## Set task
Output all of the data below exactly as given.
-------
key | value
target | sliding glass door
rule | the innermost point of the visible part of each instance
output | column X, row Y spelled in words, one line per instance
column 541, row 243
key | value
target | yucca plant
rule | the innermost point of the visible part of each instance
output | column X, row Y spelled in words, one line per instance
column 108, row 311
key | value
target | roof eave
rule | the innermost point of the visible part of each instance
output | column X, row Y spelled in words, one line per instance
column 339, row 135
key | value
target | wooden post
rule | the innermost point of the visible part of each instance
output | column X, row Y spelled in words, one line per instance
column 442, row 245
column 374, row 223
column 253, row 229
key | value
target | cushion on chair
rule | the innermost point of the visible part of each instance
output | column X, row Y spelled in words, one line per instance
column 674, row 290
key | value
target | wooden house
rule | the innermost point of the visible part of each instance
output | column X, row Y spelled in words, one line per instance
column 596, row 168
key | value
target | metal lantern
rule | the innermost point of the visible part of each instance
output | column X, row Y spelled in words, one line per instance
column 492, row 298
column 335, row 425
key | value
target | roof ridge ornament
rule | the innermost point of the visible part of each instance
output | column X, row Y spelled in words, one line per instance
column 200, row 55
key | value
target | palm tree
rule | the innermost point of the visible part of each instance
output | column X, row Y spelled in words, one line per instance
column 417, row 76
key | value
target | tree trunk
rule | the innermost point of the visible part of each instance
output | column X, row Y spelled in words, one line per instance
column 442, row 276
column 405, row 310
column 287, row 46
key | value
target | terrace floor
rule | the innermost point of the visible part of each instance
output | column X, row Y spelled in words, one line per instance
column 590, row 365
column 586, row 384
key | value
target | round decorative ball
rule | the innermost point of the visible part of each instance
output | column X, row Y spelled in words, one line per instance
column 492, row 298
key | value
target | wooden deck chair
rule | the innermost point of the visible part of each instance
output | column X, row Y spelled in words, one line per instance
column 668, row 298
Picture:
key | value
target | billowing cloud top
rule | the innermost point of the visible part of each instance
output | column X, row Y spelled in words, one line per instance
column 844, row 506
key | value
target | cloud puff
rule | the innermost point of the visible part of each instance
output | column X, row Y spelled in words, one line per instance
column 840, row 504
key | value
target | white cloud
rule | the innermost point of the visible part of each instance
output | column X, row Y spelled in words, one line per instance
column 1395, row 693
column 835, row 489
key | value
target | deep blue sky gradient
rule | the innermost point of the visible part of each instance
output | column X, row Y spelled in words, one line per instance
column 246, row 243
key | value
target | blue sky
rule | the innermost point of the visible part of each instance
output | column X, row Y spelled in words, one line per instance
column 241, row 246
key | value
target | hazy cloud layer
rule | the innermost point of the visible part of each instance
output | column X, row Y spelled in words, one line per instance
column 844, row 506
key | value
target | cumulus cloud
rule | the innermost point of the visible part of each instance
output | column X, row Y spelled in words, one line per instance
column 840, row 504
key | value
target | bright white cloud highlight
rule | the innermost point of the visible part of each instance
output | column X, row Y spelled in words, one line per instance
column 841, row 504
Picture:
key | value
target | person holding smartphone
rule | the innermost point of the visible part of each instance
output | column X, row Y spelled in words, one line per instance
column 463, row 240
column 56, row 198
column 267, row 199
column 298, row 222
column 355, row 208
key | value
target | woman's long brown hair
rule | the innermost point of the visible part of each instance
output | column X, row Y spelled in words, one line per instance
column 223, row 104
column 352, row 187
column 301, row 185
-------
## Solution
key | value
target | sliding glass door
rule | the innermost point of the visible part of each instance
output | column X, row Y spelled in words, one line per instance
column 541, row 243
key | value
target | yucca plant
rule | the innermost point of the visible part of each instance
output | column X, row Y spelled in words, one line per instance
column 108, row 311
key | value
target | roof eave
rule | the innermost point of the visible part of each instance
output | column X, row Y spelled in words, one line per instance
column 339, row 135
key | value
target | wooden post
rule | the innermost point of the visible part of each instance
output | column X, row Y spelled in words, one line per instance
column 442, row 245
column 374, row 223
column 253, row 229
key | value
target | cushion on chair
rule | the innermost point of the visible part of each instance
output | column X, row Y spelled in words, one line per instance
column 674, row 290
key | value
target | wooden house
rule | the innermost point of the visible part of each instance
output | column X, row Y spelled in words, one line per instance
column 596, row 168
key | value
target | metal lantern
rule | the innermost point of the visible part of each instance
output | column X, row Y spelled in words, one line per instance
column 492, row 298
column 335, row 425
key | value
target | roof ridge ornament
rule | the innermost point of the visible part of each instance
output | column X, row Y spelled in words, one line per instance
column 200, row 55
key | value
target | palm tree
rule | the innermost point of the visible part of each instance
output | column X, row Y spelled in words, one line per instance
column 417, row 76
key | value
target | tree trunk
rule | the innermost point of the visible part of each instance
output | column X, row Y spelled in words, one line per instance
column 442, row 276
column 405, row 310
column 287, row 46
key | value
target | terrace floor
rule | the innermost point of the visible part of each instance
output | column X, row Y spelled in words, one line per instance
column 590, row 365
column 586, row 384
key | value
target | round decorative ball
rule | the innermost point of the visible part of each instance
output | column X, row Y spelled in words, one line per instance
column 492, row 298
key | value
target | wooden deck chair
rule | the innermost point of the visible part of each instance
output | column X, row Y spelled in words, one line per instance
column 668, row 298
Picture:
key | value
target | billowing cloud top
rule | the innermost point of the visible part of each instance
output | column X, row Y spelled in words, one line per instance
column 844, row 506
key | value
target | cloud puff
rule | the innermost point of the visible part of each instance
output | column X, row Y spelled in words, one line per instance
column 840, row 504
key | value
target | white cloud
rule | the innermost point of the visible part of each instance
output | column X, row Y spelled in words, one line per instance
column 1395, row 693
column 835, row 489
key | value
target | deep blue sky gradient
rule | the innermost point of the visible part of each instance
output | column X, row Y spelled in words, one line per instance
column 246, row 243
key | value
target | blue sky
rule | the innermost point of the visible part of each instance
output | column X, row Y spelled in words, one line per instance
column 241, row 246
key | value
target | hazy cloud layer
rule | the innermost point of the visible part of each instance
output | column X, row Y spelled in words, one line per instance
column 844, row 506
key | value
target | cumulus cloud
rule | the innermost point of the visible part of each instance
output | column X, row Y spelled in words, one line per instance
column 840, row 504
key | value
target | bright white cloud highlight
rule | the innermost point of the visible part of each instance
output | column X, row Y spelled in words, one line per instance
column 841, row 504
Picture:
key | value
target | person holding smartphone
rule | the innermost point of the visible part of each instance
output | column X, row Y spelled in words, one line per instance
column 463, row 240
column 56, row 198
column 267, row 199
column 298, row 222
column 355, row 208
key | value
target | woman's long brown hair
rule | the innermost point of the visible part of each instance
output | column X, row Y spelled in words, one line per instance
column 223, row 104
column 352, row 187
column 301, row 185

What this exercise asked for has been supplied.